Point annotation records
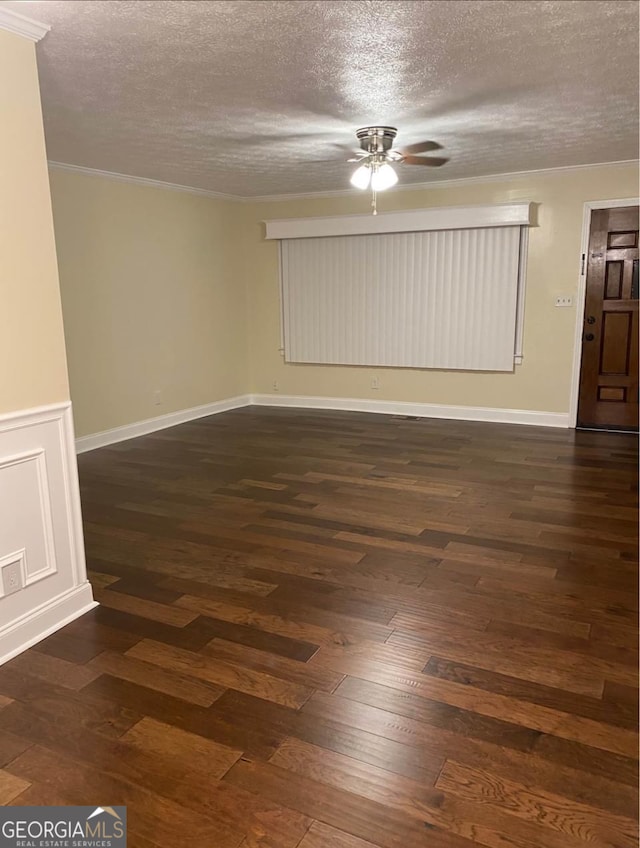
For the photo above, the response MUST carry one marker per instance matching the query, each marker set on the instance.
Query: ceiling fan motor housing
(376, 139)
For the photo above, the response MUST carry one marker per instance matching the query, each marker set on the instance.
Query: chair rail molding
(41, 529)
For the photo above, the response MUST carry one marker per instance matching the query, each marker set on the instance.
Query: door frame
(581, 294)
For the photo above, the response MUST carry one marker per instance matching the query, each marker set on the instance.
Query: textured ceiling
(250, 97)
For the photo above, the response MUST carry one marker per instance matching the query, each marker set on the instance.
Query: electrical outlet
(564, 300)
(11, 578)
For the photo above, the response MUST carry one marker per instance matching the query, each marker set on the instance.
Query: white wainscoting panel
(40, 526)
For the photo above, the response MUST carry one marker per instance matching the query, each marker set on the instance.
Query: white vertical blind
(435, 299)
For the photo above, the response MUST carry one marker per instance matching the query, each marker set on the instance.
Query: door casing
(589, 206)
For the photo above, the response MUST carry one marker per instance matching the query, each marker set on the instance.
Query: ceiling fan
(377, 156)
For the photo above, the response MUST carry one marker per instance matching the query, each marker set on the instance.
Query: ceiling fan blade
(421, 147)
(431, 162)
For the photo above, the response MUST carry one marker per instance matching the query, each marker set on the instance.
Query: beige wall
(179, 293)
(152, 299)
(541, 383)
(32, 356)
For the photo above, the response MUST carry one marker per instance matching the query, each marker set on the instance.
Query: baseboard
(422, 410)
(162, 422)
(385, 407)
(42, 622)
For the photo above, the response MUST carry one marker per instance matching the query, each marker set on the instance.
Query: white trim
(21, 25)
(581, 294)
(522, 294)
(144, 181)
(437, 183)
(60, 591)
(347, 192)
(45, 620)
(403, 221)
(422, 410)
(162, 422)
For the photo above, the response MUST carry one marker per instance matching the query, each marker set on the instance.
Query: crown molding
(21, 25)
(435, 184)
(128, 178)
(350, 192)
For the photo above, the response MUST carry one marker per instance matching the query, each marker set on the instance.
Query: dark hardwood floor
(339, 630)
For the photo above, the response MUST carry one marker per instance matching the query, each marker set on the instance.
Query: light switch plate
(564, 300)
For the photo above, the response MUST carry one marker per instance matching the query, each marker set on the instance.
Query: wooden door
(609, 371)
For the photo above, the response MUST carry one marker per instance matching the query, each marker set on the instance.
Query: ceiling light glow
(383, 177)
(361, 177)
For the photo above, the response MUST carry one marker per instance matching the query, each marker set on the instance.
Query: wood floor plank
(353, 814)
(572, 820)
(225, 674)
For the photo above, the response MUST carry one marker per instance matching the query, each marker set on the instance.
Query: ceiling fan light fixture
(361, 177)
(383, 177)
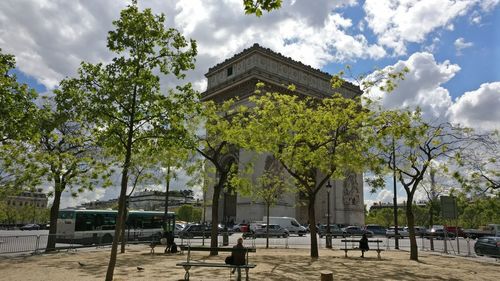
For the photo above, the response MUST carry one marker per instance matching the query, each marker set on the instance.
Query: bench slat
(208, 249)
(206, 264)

Problem requirements
The records above must be transcribed exactly. Pictures are left out of the copy.

Final answer
For the photo above, the response MUST carry one marker per instance matching the query, each marker set on the instance.
Query: ceiling fan motor housing
(376, 139)
For the photo above, the response MUST carry one marker per instance matching the query, each marker set on the instance.
Query: chair rail molding
(41, 529)
For the photo above, the response MUST carry one marker per instance matching the query, each marker set on the instance.
Query: door frame
(581, 294)
For the photo above, the response MUST carry one marker per instance matching the query, each marker set on the instance.
Query: textured ceiling
(250, 97)
For the photo above, the response MUST carry one marker per instance matching the query, each marker set on the instance.
Query: electrical outlet
(564, 300)
(11, 578)
For the photo above, the response MUST carry one marker per instance matching the query, each marker set on the instance.
Query: white wainscoting panel
(40, 526)
For the photo above, the response MUST carry one marker per instance matching the query, each marker set on the instance.
Query: white vertical blind
(435, 299)
For the photo above, the response MUST carry one marker per instance matching the query, each marker set on the instance.
Query: door casing
(589, 206)
For the photo above, the response MUST carry one marker per instance matching the query, each marker set on the instance.
Query: ceiling fan
(377, 156)
For the photo above, the response MUST carry one marker per instance matching the query, each marker set on the instance.
Query: ceiling fan blade
(421, 147)
(431, 162)
For the photo above, the response MUST carry one marker per instance matching the query, each marker set on the instance.
Query: beige wall
(179, 293)
(152, 299)
(541, 383)
(32, 356)
For the photo above, the response MUST carry one marker per instance matching the query, each marker set on the instance.
Query: baseboard
(422, 410)
(162, 422)
(385, 407)
(42, 622)
For the photo above, the response MUST carry one marker per instance matching the query, each marker set on the instance.
Query: white trim
(21, 25)
(581, 294)
(522, 294)
(144, 181)
(437, 183)
(60, 591)
(347, 192)
(45, 620)
(403, 221)
(422, 410)
(162, 422)
For the photo above, the response MUST carry one marker per instance matching the query, each marker set on the instance.
Query: crown molding
(21, 25)
(435, 184)
(128, 178)
(350, 192)
For the photo above, the response MUST carry one marker per instance matching the query, each marker set on the instance.
Query: dark hardwood floor
(339, 630)
For the photo above, the response MUST carry one marker per instance matching the query, each marker set on the instance.
Query: light switch plate
(564, 300)
For the photo above, the response MUST carry one marker per instance matching the query, each marker set on the instance.
Query: wooden door
(609, 371)
For the photo above, the response MUST carry one marker per instance matching the query, each marker set on the instance.
Query: ceiling light glow
(383, 177)
(361, 177)
For the photo above, the response MUST carry one marker per instance matching the query, each marker set on the instance.
Query: wood floor plank
(353, 814)
(572, 820)
(225, 674)
For the photo above, the response MUST carry one marker per instance matching the query, each marker set on the instance.
Query: ceiling fan light fixture
(361, 177)
(383, 177)
For the photo above, the response MUST carry one marker per instance matching the query, each marker set on the instance.
Query: bench slat
(208, 249)
(206, 264)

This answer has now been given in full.